Your task is to copy exactly the lines from the line containing "Query: leather halter" through the end of the listing below, with pictures left out.

*** Begin section ***

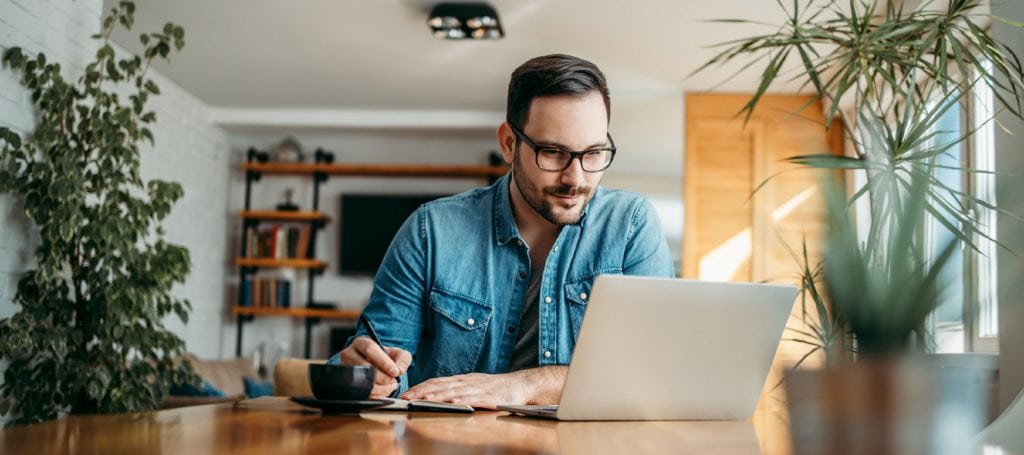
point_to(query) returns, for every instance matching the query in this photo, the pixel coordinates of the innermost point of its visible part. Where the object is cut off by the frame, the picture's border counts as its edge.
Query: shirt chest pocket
(461, 324)
(578, 294)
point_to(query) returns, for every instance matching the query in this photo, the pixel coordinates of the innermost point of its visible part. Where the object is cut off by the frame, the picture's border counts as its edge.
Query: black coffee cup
(341, 381)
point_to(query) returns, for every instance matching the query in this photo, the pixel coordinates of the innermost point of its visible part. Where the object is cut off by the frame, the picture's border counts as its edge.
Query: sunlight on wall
(724, 261)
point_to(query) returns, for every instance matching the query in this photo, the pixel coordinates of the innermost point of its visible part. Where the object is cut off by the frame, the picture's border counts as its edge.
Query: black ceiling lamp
(465, 22)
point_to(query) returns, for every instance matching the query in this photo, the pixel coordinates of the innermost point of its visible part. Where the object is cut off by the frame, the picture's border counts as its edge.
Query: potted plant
(890, 74)
(89, 336)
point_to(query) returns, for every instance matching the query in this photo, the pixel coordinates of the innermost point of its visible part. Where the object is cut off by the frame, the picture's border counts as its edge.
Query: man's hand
(538, 385)
(389, 365)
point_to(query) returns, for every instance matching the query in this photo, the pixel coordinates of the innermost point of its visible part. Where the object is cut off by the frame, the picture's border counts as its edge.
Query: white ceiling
(379, 54)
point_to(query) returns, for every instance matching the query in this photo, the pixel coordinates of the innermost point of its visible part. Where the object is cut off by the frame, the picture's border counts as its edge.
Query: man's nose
(573, 175)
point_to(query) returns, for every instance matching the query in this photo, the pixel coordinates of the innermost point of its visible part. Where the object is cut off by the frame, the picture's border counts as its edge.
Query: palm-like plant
(890, 74)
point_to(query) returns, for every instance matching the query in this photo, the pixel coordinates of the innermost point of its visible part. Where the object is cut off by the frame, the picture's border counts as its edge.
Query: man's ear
(506, 139)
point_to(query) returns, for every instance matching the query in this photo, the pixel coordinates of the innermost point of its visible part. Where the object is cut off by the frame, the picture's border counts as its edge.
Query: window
(966, 319)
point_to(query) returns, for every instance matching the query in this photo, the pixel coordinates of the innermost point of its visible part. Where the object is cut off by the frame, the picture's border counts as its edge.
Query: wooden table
(276, 425)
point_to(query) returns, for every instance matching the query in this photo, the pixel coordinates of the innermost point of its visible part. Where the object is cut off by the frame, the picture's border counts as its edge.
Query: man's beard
(543, 205)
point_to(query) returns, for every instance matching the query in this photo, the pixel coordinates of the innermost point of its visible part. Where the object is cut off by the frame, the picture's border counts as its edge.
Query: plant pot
(885, 407)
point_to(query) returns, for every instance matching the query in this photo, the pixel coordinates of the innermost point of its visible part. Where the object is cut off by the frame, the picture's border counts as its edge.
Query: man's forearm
(544, 384)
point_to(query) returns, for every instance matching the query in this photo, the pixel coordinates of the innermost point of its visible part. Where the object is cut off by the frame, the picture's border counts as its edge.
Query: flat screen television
(369, 222)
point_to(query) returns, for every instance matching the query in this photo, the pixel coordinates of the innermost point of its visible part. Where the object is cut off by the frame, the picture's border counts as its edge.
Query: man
(480, 296)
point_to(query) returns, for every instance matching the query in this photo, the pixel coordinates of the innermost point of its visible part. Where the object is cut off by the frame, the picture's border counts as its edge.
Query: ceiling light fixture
(465, 21)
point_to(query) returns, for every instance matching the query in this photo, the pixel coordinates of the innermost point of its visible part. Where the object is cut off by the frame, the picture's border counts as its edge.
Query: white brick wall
(189, 150)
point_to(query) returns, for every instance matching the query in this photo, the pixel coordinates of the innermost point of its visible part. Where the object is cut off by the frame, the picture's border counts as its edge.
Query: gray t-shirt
(524, 354)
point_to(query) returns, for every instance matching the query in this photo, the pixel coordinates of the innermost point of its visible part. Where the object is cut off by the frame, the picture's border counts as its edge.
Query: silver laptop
(658, 348)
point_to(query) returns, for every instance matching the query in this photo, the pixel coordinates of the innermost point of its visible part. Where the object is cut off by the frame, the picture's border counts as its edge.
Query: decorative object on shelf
(89, 334)
(323, 156)
(288, 205)
(891, 73)
(465, 21)
(289, 151)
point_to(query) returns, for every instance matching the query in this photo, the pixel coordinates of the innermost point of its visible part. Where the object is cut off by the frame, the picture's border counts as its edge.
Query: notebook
(424, 405)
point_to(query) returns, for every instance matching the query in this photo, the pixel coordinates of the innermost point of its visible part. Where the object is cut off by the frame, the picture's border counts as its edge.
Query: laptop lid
(656, 348)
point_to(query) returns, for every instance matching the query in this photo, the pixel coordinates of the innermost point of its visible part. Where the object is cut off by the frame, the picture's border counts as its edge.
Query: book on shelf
(268, 292)
(278, 242)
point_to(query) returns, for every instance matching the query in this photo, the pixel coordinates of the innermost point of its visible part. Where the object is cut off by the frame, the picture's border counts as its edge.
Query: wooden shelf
(264, 262)
(379, 170)
(278, 215)
(297, 313)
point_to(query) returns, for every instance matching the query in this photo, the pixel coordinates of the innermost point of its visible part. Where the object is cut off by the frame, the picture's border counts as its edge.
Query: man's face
(576, 123)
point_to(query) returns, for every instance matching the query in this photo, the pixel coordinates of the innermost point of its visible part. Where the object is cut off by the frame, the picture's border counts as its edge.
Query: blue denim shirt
(452, 286)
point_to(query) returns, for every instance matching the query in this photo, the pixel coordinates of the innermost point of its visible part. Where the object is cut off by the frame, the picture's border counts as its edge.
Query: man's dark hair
(550, 76)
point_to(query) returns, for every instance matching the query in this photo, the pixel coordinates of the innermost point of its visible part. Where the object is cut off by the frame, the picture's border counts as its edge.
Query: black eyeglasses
(557, 159)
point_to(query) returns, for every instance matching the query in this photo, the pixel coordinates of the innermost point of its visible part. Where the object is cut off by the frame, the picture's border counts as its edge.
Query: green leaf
(152, 87)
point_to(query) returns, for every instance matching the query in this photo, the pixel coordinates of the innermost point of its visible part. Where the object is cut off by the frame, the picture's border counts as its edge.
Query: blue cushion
(205, 389)
(256, 387)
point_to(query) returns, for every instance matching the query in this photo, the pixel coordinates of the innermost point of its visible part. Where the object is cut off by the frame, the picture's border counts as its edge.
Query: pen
(373, 335)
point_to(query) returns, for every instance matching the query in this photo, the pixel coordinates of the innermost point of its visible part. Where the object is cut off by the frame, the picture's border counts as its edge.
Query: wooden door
(733, 233)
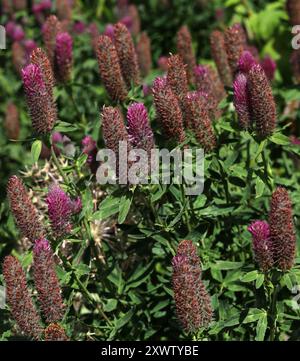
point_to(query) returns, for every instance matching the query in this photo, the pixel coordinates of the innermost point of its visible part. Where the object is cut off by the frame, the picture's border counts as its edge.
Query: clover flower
(23, 210)
(19, 299)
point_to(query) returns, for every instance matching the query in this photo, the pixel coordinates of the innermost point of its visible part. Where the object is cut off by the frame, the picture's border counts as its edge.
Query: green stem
(86, 293)
(186, 215)
(273, 313)
(67, 264)
(56, 162)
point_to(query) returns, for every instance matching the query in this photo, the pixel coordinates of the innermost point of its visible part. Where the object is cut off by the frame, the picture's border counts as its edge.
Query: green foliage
(117, 280)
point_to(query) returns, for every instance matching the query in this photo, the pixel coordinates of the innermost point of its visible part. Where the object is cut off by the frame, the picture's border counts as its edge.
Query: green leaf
(254, 314)
(123, 320)
(36, 150)
(226, 265)
(250, 276)
(261, 327)
(107, 208)
(65, 127)
(280, 139)
(124, 206)
(110, 305)
(288, 281)
(161, 190)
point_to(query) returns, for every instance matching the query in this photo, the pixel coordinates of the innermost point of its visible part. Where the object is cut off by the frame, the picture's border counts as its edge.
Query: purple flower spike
(40, 103)
(178, 261)
(109, 31)
(41, 245)
(30, 45)
(159, 83)
(14, 31)
(33, 80)
(60, 210)
(241, 100)
(269, 66)
(79, 27)
(246, 62)
(64, 56)
(139, 130)
(262, 246)
(76, 205)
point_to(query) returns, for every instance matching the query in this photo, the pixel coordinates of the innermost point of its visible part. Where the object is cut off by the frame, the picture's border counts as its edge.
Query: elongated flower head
(12, 122)
(110, 70)
(176, 76)
(127, 55)
(261, 244)
(143, 50)
(269, 66)
(282, 229)
(204, 83)
(234, 43)
(18, 56)
(19, 4)
(46, 282)
(63, 56)
(114, 130)
(246, 62)
(109, 31)
(139, 130)
(40, 103)
(241, 100)
(262, 102)
(185, 51)
(217, 85)
(219, 54)
(199, 120)
(60, 210)
(133, 13)
(193, 304)
(24, 212)
(55, 332)
(19, 299)
(168, 110)
(39, 58)
(51, 29)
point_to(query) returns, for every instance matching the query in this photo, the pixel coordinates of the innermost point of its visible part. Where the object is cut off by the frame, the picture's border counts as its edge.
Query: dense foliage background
(115, 267)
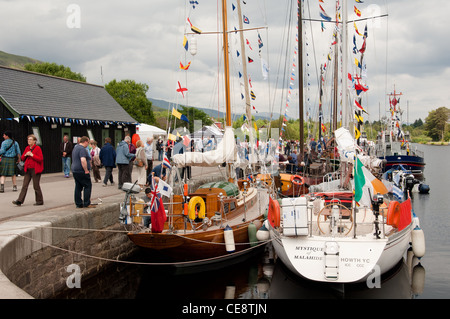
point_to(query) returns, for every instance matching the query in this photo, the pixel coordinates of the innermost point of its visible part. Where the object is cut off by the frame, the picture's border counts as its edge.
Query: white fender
(418, 242)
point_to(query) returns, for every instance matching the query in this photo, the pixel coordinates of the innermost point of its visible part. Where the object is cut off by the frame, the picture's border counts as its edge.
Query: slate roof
(34, 94)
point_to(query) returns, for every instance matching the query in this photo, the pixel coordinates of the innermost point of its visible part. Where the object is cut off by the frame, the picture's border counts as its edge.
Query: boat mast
(244, 66)
(226, 63)
(248, 109)
(345, 98)
(300, 81)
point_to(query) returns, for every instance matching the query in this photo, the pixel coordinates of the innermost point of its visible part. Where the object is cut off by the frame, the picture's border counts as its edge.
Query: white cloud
(141, 40)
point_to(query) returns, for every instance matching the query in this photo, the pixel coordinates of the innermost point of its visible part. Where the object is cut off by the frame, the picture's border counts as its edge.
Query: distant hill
(161, 104)
(15, 61)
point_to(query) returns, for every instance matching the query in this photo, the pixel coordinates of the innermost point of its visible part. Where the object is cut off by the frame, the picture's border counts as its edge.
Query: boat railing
(347, 223)
(418, 153)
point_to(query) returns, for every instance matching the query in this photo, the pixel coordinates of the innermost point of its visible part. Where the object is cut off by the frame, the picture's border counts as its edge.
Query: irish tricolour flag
(366, 185)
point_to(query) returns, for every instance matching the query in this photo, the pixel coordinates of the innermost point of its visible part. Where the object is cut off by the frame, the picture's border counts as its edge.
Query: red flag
(185, 67)
(186, 140)
(180, 89)
(405, 215)
(159, 218)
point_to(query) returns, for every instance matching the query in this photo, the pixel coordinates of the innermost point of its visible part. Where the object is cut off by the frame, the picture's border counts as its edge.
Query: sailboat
(348, 232)
(393, 144)
(215, 223)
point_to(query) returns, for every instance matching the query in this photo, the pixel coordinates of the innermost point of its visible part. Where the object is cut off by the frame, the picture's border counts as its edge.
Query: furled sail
(346, 145)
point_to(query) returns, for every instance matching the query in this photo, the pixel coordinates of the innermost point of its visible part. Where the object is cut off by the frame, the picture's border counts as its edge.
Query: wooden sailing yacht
(349, 232)
(214, 223)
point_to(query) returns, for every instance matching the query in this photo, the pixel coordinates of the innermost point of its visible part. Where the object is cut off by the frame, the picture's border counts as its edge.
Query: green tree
(193, 114)
(435, 123)
(132, 97)
(55, 70)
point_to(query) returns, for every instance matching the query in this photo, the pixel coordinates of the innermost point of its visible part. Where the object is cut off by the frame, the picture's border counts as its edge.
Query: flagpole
(226, 62)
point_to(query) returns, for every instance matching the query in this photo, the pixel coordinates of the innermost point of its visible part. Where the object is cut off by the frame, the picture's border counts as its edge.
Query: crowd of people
(85, 157)
(80, 159)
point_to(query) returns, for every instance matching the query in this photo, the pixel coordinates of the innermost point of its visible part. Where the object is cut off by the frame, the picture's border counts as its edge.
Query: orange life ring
(274, 213)
(393, 215)
(295, 180)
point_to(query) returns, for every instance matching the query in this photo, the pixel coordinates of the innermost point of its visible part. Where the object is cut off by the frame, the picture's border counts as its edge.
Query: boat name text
(311, 249)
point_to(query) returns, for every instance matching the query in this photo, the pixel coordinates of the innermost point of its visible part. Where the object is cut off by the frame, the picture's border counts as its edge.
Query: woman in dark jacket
(34, 166)
(108, 159)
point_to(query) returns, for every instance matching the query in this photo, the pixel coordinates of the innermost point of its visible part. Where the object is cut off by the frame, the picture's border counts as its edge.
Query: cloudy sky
(142, 40)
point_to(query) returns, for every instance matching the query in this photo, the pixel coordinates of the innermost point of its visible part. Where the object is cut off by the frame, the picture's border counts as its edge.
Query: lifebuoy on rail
(297, 180)
(393, 215)
(193, 202)
(274, 213)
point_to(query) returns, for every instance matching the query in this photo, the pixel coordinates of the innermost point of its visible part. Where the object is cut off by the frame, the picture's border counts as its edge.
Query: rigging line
(141, 263)
(280, 58)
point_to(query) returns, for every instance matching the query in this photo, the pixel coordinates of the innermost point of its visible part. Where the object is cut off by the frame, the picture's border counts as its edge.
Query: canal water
(261, 277)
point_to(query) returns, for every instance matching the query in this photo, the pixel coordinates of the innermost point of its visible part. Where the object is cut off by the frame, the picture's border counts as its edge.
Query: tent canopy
(145, 130)
(208, 131)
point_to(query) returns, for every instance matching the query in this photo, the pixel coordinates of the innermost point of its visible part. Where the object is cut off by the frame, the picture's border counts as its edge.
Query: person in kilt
(9, 153)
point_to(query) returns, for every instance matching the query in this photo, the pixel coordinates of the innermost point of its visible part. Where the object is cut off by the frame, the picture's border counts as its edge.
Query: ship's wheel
(344, 224)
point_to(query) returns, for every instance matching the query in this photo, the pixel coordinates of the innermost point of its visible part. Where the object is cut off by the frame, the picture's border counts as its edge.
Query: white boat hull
(340, 260)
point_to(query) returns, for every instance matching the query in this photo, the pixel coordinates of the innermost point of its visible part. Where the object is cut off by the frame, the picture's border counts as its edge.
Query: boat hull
(195, 248)
(414, 163)
(356, 259)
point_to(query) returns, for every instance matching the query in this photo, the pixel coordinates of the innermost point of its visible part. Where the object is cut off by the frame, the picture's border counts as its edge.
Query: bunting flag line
(193, 28)
(193, 3)
(323, 14)
(356, 29)
(172, 137)
(359, 118)
(359, 106)
(260, 43)
(185, 67)
(185, 43)
(179, 116)
(357, 133)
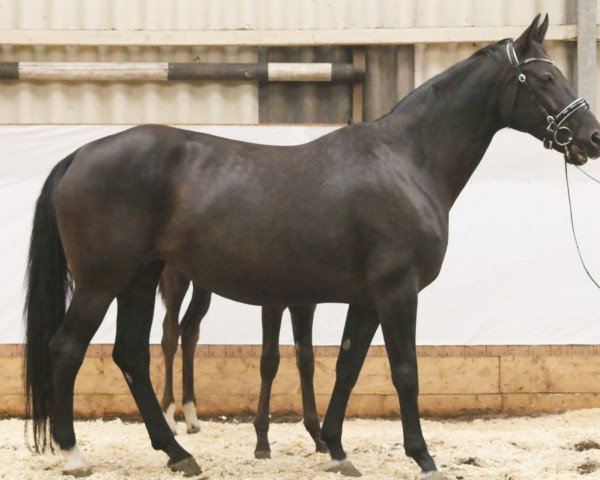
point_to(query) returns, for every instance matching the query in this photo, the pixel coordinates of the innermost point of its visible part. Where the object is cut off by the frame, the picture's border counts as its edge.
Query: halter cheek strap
(556, 132)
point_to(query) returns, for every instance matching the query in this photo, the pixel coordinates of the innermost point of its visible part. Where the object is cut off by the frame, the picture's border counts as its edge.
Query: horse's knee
(406, 380)
(269, 364)
(65, 353)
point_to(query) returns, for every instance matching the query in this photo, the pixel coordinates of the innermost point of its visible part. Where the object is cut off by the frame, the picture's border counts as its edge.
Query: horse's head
(539, 100)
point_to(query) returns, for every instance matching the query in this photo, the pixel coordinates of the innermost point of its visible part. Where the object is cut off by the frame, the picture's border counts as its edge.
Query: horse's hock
(454, 381)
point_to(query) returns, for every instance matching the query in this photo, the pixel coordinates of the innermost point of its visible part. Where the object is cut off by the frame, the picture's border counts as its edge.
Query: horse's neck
(451, 123)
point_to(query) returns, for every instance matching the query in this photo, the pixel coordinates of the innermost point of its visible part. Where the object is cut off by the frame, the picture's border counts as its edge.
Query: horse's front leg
(131, 353)
(361, 325)
(269, 364)
(302, 322)
(397, 311)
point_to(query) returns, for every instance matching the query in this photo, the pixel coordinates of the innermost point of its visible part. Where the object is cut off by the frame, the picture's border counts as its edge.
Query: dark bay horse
(358, 216)
(173, 287)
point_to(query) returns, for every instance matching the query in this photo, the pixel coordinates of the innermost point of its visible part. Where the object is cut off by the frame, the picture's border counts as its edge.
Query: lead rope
(573, 223)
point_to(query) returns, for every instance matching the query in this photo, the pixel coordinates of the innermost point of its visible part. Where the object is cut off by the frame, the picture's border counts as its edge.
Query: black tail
(48, 284)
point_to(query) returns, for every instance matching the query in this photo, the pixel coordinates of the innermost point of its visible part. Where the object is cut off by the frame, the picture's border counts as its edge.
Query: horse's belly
(275, 275)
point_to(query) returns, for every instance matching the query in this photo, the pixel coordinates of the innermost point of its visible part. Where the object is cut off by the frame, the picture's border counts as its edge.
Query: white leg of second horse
(191, 419)
(75, 464)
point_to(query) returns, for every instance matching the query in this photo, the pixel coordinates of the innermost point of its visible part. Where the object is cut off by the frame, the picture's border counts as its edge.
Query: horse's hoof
(262, 454)
(193, 429)
(78, 472)
(187, 466)
(435, 475)
(321, 447)
(344, 467)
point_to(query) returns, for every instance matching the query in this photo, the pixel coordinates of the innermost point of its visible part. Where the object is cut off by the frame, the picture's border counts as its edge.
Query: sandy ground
(545, 447)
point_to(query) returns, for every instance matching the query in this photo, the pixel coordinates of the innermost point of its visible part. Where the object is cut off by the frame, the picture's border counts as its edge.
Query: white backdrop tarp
(511, 274)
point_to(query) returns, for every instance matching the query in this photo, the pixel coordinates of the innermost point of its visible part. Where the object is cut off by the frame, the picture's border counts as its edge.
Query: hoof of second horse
(344, 467)
(431, 476)
(78, 472)
(193, 429)
(262, 454)
(187, 466)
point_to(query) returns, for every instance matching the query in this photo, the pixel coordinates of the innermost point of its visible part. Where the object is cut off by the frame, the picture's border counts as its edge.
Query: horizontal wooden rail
(367, 36)
(519, 379)
(98, 71)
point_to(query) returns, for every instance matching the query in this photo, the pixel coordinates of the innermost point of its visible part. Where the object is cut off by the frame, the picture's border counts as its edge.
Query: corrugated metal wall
(27, 102)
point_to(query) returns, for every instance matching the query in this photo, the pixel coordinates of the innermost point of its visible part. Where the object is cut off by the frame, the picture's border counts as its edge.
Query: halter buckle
(563, 131)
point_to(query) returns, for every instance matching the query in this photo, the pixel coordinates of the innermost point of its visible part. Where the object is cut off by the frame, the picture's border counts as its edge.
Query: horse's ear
(524, 41)
(541, 31)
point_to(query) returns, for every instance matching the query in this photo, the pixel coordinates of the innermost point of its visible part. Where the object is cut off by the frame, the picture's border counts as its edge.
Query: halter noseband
(557, 133)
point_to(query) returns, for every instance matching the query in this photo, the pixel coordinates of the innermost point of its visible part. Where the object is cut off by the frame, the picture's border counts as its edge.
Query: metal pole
(586, 51)
(163, 72)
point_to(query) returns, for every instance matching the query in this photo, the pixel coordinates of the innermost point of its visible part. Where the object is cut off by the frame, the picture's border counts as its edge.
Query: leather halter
(556, 132)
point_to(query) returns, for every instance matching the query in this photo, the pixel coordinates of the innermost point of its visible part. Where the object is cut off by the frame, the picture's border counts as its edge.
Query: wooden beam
(358, 101)
(374, 36)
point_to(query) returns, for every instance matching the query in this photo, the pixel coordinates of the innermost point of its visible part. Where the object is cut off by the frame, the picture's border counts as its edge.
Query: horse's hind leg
(302, 322)
(175, 286)
(361, 325)
(269, 363)
(67, 349)
(132, 354)
(190, 332)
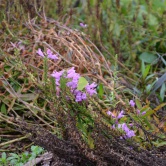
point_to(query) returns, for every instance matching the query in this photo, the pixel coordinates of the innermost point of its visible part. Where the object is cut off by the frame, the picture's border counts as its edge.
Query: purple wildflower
(120, 115)
(132, 103)
(83, 25)
(130, 134)
(143, 113)
(113, 126)
(40, 53)
(83, 96)
(57, 76)
(138, 112)
(90, 88)
(108, 113)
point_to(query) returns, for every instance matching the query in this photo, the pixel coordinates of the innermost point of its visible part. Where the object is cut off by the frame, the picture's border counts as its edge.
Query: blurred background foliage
(134, 30)
(130, 33)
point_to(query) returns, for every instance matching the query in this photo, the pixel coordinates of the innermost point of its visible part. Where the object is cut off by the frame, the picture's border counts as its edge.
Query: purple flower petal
(83, 25)
(120, 115)
(132, 103)
(40, 53)
(51, 55)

*** End section ***

■ Expected answer ■
Query: leather halter
(556, 132)
point_to(query) returns, for every instance matching the query in this photo, the pixel coordinates of the innermost point of its visible part. Where the object is cut off by the frame, the picture's border counts as its edge.
Query: wooden beam
(358, 101)
(374, 36)
point_to(query) returns, for every instance matching the query in this photo, the pixel coordinates of the innermost point of its visible part. Where the object is cut off by the frame, the picture's border counts as its edge.
Query: horse's hind leg
(302, 322)
(175, 286)
(361, 325)
(269, 363)
(67, 349)
(132, 354)
(190, 332)
point_to(query) returns, for every instance matching the query in this photo, the pixel coordinates of the innermost point of its visible part. Where the object is cut off by the frame, the picture's border counts as its edge.
Query: purple wildflower
(120, 115)
(132, 103)
(83, 25)
(130, 134)
(143, 113)
(113, 126)
(40, 53)
(83, 96)
(57, 76)
(138, 112)
(90, 88)
(108, 113)
point_to(query) returns, for every instance matching the query in this photo, the pixel coordinates of the innermost point of its visible part. Where the object is cut off by the frame, the picture's border counts as its edge.
Query: blurred background foliage
(134, 30)
(130, 33)
point_to(query) returns, for every instance matching the query in this photo, the pixel coordinates of the innermost point of its visible part. Where the object is cut off by the frame, the picture's border counts as its edge.
Query: purple flower petal
(83, 25)
(120, 115)
(132, 103)
(40, 53)
(51, 55)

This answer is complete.